Written problem: Copy the data exactly; pictures stay out of the copy.
----
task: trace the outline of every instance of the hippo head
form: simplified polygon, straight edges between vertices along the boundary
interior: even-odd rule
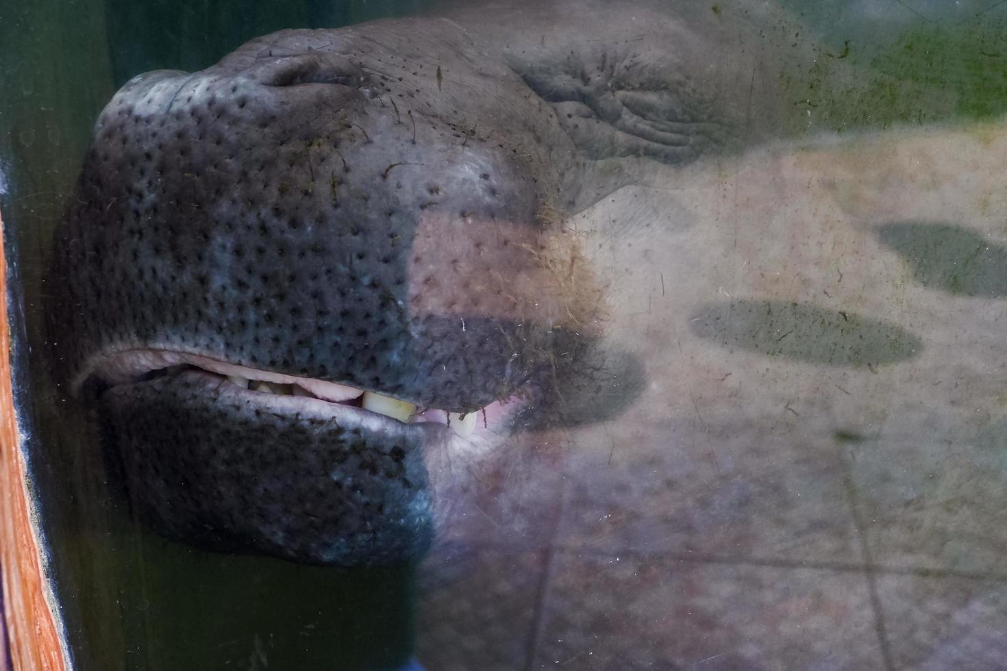
[[[548,123],[518,121],[536,102],[473,104],[515,75],[438,66],[410,22],[385,30],[286,31],[150,72],[97,123],[50,334],[169,537],[417,553],[441,481],[542,406],[597,318],[552,214]]]
[[[692,43],[633,20],[608,24]],[[137,76],[102,113],[47,321],[152,528],[415,555],[475,465],[577,393],[604,300],[563,214],[634,161],[726,146],[751,105],[718,108],[708,65],[656,67],[626,35],[519,30],[491,52],[492,32],[283,31]]]

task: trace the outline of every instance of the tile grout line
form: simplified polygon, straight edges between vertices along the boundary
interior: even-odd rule
[[[556,556],[556,552],[561,549],[556,545],[556,534],[559,533],[559,526],[563,520],[569,483],[569,479],[564,474],[563,487],[560,491],[560,502],[557,506],[556,516],[553,518],[553,530],[549,534],[549,542],[546,544],[545,556],[543,557],[542,579],[539,580],[539,588],[535,596],[535,615],[532,617],[532,626],[528,633],[528,643],[525,646],[524,671],[532,671],[535,665],[535,658],[539,652],[539,645],[542,643],[542,629],[545,627],[546,621],[546,599],[549,597],[549,582],[553,575],[553,559]]]
[[[859,539],[858,539],[859,544]],[[467,547],[490,547],[494,550],[500,552],[523,552],[527,548],[524,546],[509,546],[507,544],[491,543],[491,542],[466,542]],[[536,551],[544,552],[549,548],[550,545],[543,545]],[[879,564],[867,564],[863,561],[858,561],[856,563],[847,562],[829,562],[829,561],[809,561],[807,559],[774,559],[767,557],[746,557],[746,556],[732,556],[732,555],[716,555],[716,554],[700,554],[695,552],[690,552],[688,554],[680,554],[677,552],[658,552],[649,553],[639,550],[621,549],[614,550],[604,547],[591,547],[591,546],[572,546],[563,543],[552,543],[552,549],[557,552],[577,552],[581,554],[588,554],[591,556],[611,556],[614,554],[619,554],[623,556],[629,556],[636,559],[671,559],[674,561],[685,562],[685,563],[702,563],[702,564],[725,564],[731,566],[760,566],[767,568],[804,568],[808,570],[829,570],[841,573],[863,573],[867,570],[871,570],[877,575],[913,575],[916,577],[931,577],[931,578],[958,578],[964,580],[983,580],[990,582],[1005,582],[1007,583],[1007,574],[1004,573],[982,573],[977,571],[967,571],[967,570],[951,570],[946,568],[926,568],[926,567],[912,567],[912,566],[885,566]]]
[[[860,544],[860,553],[864,560],[863,573],[867,578],[867,595],[871,602],[871,610],[874,613],[874,633],[877,636],[878,648],[881,652],[881,663],[885,671],[895,671],[895,663],[891,657],[891,646],[888,642],[888,633],[885,627],[884,612],[881,610],[881,598],[878,596],[877,570],[874,566],[873,555],[870,545],[867,542],[867,527],[860,514],[860,507],[857,505],[857,487],[853,482],[853,469],[842,446],[838,446],[839,460],[844,471],[844,489],[846,490],[847,501],[850,505],[850,514],[853,517],[853,525],[857,532],[857,541]]]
----
Right answer:
task: trace the outline of every instance of the hippo head
form: simplified polygon, straight edges between vertices along the boundary
interior: even-odd rule
[[[548,123],[518,121],[536,102],[473,104],[515,75],[438,66],[410,22],[385,30],[286,31],[150,72],[97,123],[50,334],[169,537],[417,553],[441,481],[542,406],[597,318],[552,214]]]
[[[692,43],[633,20],[608,24]],[[137,76],[102,113],[47,321],[152,528],[415,555],[475,465],[577,393],[604,300],[563,214],[634,161],[726,146],[751,105],[718,108],[708,65],[656,67],[626,35],[519,30],[491,52],[492,32],[283,31]]]

task: trace the outline of every instance of the tile grout line
form: simplified polygon, straight edges between vertices along the boundary
interior: even-odd rule
[[[556,556],[556,552],[561,549],[556,545],[556,534],[559,533],[559,526],[563,520],[569,483],[569,479],[564,474],[563,487],[560,491],[560,502],[557,506],[556,516],[553,518],[553,530],[549,534],[549,542],[546,544],[545,556],[543,557],[542,579],[539,580],[539,588],[535,596],[535,615],[532,617],[532,626],[528,633],[528,643],[525,646],[524,671],[532,671],[535,665],[535,658],[539,652],[539,645],[542,643],[542,629],[545,627],[546,621],[546,599],[549,597],[549,582],[553,575],[553,559]]]
[[[859,539],[858,539],[859,544]],[[467,547],[490,547],[494,550],[500,552],[523,552],[527,548],[524,546],[509,546],[507,544],[491,543],[491,542],[466,542]],[[536,551],[544,552],[549,548],[550,545],[543,545]],[[879,564],[867,564],[863,561],[858,561],[856,563],[847,562],[829,562],[829,561],[809,561],[807,559],[774,559],[767,557],[746,557],[746,556],[732,556],[732,555],[716,555],[716,554],[700,554],[695,552],[690,552],[688,554],[680,554],[677,552],[658,552],[649,553],[639,550],[621,549],[614,550],[604,547],[591,547],[591,546],[572,546],[563,543],[552,543],[552,549],[557,552],[577,552],[581,554],[588,554],[591,556],[611,556],[614,554],[619,554],[623,556],[629,556],[636,559],[671,559],[674,561],[685,562],[685,563],[702,563],[702,564],[725,564],[731,566],[760,566],[767,568],[804,568],[808,570],[829,570],[841,573],[863,573],[867,570],[871,570],[877,575],[913,575],[916,577],[931,577],[931,578],[958,578],[964,580],[983,580],[990,582],[1005,582],[1007,583],[1007,574],[1004,573],[982,573],[977,571],[967,571],[967,570],[951,570],[946,568],[926,568],[926,567],[912,567],[912,566],[885,566]]]
[[[860,544],[860,553],[864,560],[863,573],[867,578],[867,595],[871,602],[871,610],[874,613],[874,633],[877,636],[878,648],[881,652],[881,663],[885,671],[895,671],[895,663],[891,657],[891,646],[888,642],[888,633],[885,627],[884,612],[881,610],[881,598],[878,596],[877,570],[874,566],[873,555],[870,545],[867,542],[867,527],[860,514],[860,507],[857,505],[857,487],[853,482],[853,469],[842,446],[838,446],[839,460],[844,471],[844,489],[846,490],[847,501],[850,505],[850,514],[853,517],[853,525],[857,532],[857,541]]]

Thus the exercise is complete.